Quote the lines below from the one containing "# Target: girl's ear" through the final line, both included and reproduced character for character.

Task data:

——————

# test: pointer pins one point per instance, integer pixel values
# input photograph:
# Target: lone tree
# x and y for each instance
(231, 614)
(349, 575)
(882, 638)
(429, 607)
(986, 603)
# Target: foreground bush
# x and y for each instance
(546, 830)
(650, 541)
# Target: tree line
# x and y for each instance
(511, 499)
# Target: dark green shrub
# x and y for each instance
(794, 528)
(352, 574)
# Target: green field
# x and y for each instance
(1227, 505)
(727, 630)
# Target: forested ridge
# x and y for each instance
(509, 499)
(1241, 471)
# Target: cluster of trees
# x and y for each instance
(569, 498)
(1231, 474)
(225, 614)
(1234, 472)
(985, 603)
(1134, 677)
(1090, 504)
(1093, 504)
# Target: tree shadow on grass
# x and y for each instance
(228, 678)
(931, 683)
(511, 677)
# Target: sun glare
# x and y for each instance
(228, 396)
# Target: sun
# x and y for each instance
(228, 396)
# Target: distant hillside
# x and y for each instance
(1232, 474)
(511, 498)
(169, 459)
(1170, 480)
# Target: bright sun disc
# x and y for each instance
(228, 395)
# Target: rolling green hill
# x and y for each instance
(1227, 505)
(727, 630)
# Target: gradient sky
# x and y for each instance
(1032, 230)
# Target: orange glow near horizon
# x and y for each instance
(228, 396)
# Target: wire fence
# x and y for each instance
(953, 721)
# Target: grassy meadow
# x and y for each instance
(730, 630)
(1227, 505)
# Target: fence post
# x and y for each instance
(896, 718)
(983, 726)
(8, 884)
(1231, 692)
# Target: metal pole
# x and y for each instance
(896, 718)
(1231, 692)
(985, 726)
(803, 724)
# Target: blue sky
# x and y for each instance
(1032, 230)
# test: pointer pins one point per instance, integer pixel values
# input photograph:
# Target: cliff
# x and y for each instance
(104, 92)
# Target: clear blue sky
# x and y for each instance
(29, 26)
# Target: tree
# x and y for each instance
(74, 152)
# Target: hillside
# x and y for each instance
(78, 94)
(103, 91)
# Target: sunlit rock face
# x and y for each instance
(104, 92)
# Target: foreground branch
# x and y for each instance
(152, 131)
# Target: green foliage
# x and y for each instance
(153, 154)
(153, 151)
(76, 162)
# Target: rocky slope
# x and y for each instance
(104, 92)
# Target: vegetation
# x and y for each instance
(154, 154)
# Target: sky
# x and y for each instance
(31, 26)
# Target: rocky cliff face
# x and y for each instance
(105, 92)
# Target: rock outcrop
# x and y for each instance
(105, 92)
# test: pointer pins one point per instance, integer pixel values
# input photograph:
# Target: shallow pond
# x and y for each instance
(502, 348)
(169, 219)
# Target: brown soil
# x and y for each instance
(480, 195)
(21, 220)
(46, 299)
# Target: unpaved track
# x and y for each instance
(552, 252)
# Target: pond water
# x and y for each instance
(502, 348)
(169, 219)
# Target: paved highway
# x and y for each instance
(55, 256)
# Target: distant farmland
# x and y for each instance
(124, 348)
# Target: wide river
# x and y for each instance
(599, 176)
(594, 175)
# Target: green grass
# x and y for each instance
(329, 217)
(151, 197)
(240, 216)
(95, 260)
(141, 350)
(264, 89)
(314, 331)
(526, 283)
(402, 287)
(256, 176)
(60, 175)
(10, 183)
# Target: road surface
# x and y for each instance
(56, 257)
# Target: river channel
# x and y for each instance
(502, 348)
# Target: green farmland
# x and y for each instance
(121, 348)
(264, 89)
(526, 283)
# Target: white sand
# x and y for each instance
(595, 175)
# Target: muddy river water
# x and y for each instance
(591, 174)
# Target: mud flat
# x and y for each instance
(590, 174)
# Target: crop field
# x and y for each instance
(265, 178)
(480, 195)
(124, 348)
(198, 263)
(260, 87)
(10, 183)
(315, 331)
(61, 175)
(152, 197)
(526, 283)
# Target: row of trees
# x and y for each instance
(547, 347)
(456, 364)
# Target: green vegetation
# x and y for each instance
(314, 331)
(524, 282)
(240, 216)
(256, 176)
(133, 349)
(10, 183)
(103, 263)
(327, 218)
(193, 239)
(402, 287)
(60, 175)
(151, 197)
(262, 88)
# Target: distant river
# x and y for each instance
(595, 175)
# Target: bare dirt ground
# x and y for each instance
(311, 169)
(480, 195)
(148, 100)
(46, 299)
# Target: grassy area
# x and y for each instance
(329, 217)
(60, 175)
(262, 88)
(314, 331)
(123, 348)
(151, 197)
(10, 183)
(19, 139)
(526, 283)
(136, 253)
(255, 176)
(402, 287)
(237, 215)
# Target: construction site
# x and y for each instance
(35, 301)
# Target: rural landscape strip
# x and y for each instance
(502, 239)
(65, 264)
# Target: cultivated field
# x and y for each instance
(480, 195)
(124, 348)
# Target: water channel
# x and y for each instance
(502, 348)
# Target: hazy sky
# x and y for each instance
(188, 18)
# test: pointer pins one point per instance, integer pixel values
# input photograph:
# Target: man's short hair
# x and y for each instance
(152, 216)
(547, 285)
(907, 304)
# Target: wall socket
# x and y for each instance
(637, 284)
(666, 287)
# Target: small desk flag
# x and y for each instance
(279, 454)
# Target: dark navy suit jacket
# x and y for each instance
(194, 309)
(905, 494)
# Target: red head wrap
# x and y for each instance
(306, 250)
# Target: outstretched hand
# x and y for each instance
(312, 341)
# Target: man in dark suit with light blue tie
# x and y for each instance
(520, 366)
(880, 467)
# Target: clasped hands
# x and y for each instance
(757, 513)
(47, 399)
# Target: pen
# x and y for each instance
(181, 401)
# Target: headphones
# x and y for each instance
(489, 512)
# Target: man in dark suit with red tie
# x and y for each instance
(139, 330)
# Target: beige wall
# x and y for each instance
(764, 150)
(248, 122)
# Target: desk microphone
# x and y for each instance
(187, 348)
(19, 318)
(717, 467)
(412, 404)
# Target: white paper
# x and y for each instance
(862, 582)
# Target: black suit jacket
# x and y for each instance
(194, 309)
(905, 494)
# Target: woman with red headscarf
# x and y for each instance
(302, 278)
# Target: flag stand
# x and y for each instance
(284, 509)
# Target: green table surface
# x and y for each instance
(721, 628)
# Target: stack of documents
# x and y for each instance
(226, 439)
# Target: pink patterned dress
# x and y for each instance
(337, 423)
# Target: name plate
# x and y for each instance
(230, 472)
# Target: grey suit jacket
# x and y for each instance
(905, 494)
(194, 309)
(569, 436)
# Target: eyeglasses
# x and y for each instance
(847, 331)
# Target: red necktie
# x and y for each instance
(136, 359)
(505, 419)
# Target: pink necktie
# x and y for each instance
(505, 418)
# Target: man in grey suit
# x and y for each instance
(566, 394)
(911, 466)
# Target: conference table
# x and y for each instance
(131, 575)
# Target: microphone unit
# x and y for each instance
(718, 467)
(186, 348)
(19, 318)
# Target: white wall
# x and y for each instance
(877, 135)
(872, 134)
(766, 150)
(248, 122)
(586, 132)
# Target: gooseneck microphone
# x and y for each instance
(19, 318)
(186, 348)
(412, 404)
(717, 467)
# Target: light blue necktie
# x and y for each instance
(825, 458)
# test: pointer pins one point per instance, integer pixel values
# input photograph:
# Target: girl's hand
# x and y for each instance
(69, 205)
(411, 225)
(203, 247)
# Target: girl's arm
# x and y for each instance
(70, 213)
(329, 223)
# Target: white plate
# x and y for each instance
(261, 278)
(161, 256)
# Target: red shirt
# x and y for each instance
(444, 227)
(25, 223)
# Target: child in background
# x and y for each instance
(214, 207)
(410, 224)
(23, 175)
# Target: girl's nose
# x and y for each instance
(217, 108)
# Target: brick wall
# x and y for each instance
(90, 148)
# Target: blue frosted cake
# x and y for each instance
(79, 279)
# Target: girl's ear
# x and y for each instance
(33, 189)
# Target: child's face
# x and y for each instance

——————

Reply to the exercise:
# Target: girl's ear
# x and y for each instance
(33, 189)
# Target: child's face
# x and y for each instance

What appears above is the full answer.